(TEXT UNDER STUDY begins)

RB/FB Ronnie Cruz missed a second day of practice Thursday and appears very doubtful to play Sunday against New England. Cruz's absence would leave the Chiefs with only three healthy running backs - RB Larry Johnson, FB Tony Richardson and backup RB Dee Brown - for the Patriots. The Chiefs could use TE Kris Wilson as a backup fullback if needed.

INSIDE THE CAMPS:
PATRIOTS: The best way for the Patriots to protect their patchwork secondary is to get after opposing quarterbacks. Last week outside linebacker Willie McGinest was the defensive backs' best friend in that regard.

Showing a spark that has been missing for much of the season, McGinest led a sustained pass rush that had Saints QB Aaron Brooks on the move from New Orleans' very first offensive play. The Patriots managed just one sack - by McGinest, giving him a team-high 3 1/2 for the season - but the pressure kept Brooks from getting into a rhythm until the fourth quarter.

That was a welcome switch for the Patriots, whose 14 sacks have them tied for 31st in the league and far off the pace of their three recent Super Bowl championship seasons. New England had 41 sacks in both 2001 and 2003, and 45 last year.

"I thought he had a pretty good game," defensive end Richard Seymour said of McGinest, who turns 34 next month. "He was beating his man off the edge. Anytime we can get pressure on the quarterback and make him get the ball out of there quick, it's an advantage for us."

McGinest, the fourth overall pick of the 1994 draft, missed 19 games over a five-year span from 1997-2001 as he battled a variety of injuries. He has sat out only twice since then, and his current streak of 32 consecutive starts is the longest on the Patriots' defense.

(TEXT UNDER STUDY ends)
(GIVEN RECORDS begins)

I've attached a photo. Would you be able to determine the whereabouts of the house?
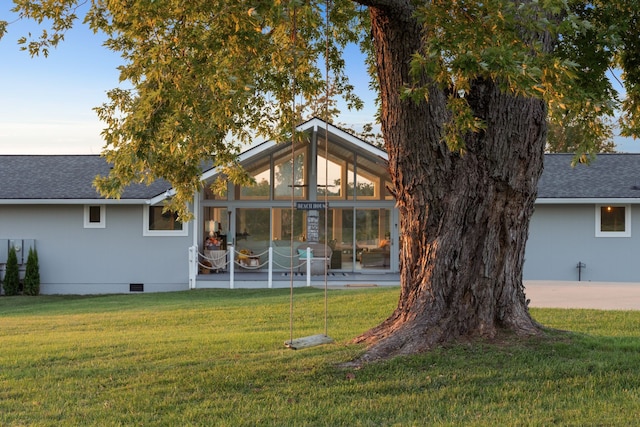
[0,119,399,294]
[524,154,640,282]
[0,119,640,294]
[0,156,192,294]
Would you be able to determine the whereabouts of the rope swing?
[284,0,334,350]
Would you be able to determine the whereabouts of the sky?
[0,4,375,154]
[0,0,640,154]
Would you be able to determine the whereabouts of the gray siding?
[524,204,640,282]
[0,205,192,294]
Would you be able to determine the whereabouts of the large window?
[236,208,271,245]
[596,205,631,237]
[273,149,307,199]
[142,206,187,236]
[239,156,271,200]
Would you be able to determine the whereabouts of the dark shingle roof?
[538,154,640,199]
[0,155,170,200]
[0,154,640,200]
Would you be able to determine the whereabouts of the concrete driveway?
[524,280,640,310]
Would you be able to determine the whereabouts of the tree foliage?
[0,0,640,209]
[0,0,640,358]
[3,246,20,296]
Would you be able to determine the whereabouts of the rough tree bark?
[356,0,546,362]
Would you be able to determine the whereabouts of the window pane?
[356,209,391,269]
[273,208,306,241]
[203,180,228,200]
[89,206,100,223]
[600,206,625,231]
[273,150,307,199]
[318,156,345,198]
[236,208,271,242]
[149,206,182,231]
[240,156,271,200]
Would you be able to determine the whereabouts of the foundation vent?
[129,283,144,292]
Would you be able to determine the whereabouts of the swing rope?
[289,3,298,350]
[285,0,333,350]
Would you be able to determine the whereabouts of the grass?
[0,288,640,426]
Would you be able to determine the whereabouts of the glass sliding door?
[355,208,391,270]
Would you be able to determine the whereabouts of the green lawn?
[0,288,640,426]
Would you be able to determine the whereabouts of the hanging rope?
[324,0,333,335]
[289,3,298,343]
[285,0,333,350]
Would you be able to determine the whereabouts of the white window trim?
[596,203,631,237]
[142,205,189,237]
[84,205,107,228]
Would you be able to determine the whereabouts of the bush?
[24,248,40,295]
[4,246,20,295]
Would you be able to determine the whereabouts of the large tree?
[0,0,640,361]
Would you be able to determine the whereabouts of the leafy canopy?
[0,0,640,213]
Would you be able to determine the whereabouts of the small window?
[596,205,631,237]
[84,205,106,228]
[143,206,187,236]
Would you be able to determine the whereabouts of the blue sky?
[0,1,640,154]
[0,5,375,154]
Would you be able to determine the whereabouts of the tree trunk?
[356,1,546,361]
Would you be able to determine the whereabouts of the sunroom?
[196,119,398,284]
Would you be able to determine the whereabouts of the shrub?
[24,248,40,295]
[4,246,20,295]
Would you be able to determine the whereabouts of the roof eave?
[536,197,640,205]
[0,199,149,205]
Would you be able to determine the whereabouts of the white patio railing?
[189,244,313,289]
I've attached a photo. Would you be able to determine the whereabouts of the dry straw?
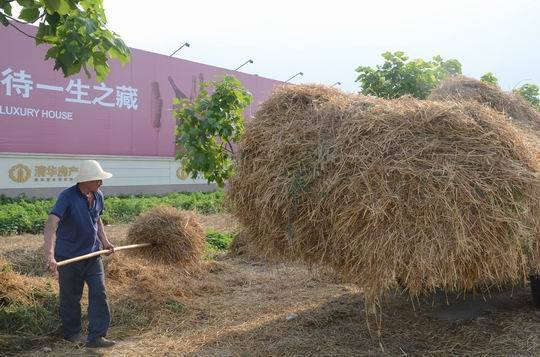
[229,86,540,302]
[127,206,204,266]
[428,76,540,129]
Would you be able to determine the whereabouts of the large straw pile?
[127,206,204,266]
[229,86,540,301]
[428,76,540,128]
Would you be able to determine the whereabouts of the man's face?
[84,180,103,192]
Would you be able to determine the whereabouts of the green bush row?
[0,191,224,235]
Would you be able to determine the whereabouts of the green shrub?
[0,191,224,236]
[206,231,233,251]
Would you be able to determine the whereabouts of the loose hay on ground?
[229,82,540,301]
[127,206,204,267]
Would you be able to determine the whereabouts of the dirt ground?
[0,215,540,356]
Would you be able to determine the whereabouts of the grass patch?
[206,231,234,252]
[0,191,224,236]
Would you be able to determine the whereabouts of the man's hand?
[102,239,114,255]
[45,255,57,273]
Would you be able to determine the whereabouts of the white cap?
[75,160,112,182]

(GIVEN RECORDS ends)

REQUIREMENT 1 —
Answer these questions using the football report:
(a) How many consecutive starts make up McGinest's current streak?
(b) Which player could the Chiefs use as a backup fullback if needed?
(c) How many sacks did New England have last year?
REQUIREMENT 2 —
For each statement, say whether the football report supports it, and quote the words that decide it:
(a) McGinest was the first overall pick of the 1994 draft.
(b) The Patriots' sack total has them tied for 31st in the league.
(c) Ronnie Cruz practiced with the team on Thursday.
REQUIREMENT 3 — From the football report, extract the part that opens with the words containing "Showing a spark" and closes with "45 last year.".
The rows have no connection to the report.

ANSWER BOX 1 —
(a) 32
(b) TE Kris Wilson
(c) 45

ANSWER BOX 2 —
(a) No: "the fourth overall pick of the 1994 draft"
(b) Yes: "whose 14 sacks have them tied for 31st in the league"
(c) No: "missed a second day of practice Thursday"

ANSWER BOX 3 —
Showing a spark that has been missing for much of the season, McGinest led a sustained pass rush that had Saints QB Aaron Brooks on the move from New Orleans' very first offensive play. The Patriots managed just one sack - by McGinest, giving him a team-high 3 1/2 for the season - but the pressure kept Brooks from getting into a rhythm until the fourth quarter.

That was a welcome switch for the Patriots, whose 14 sacks have them tied for 31st in the league and far off the pace of their three recent Super Bowl championship seasons. New England had 41 sacks in both 2001 and 2003, and 45 last year.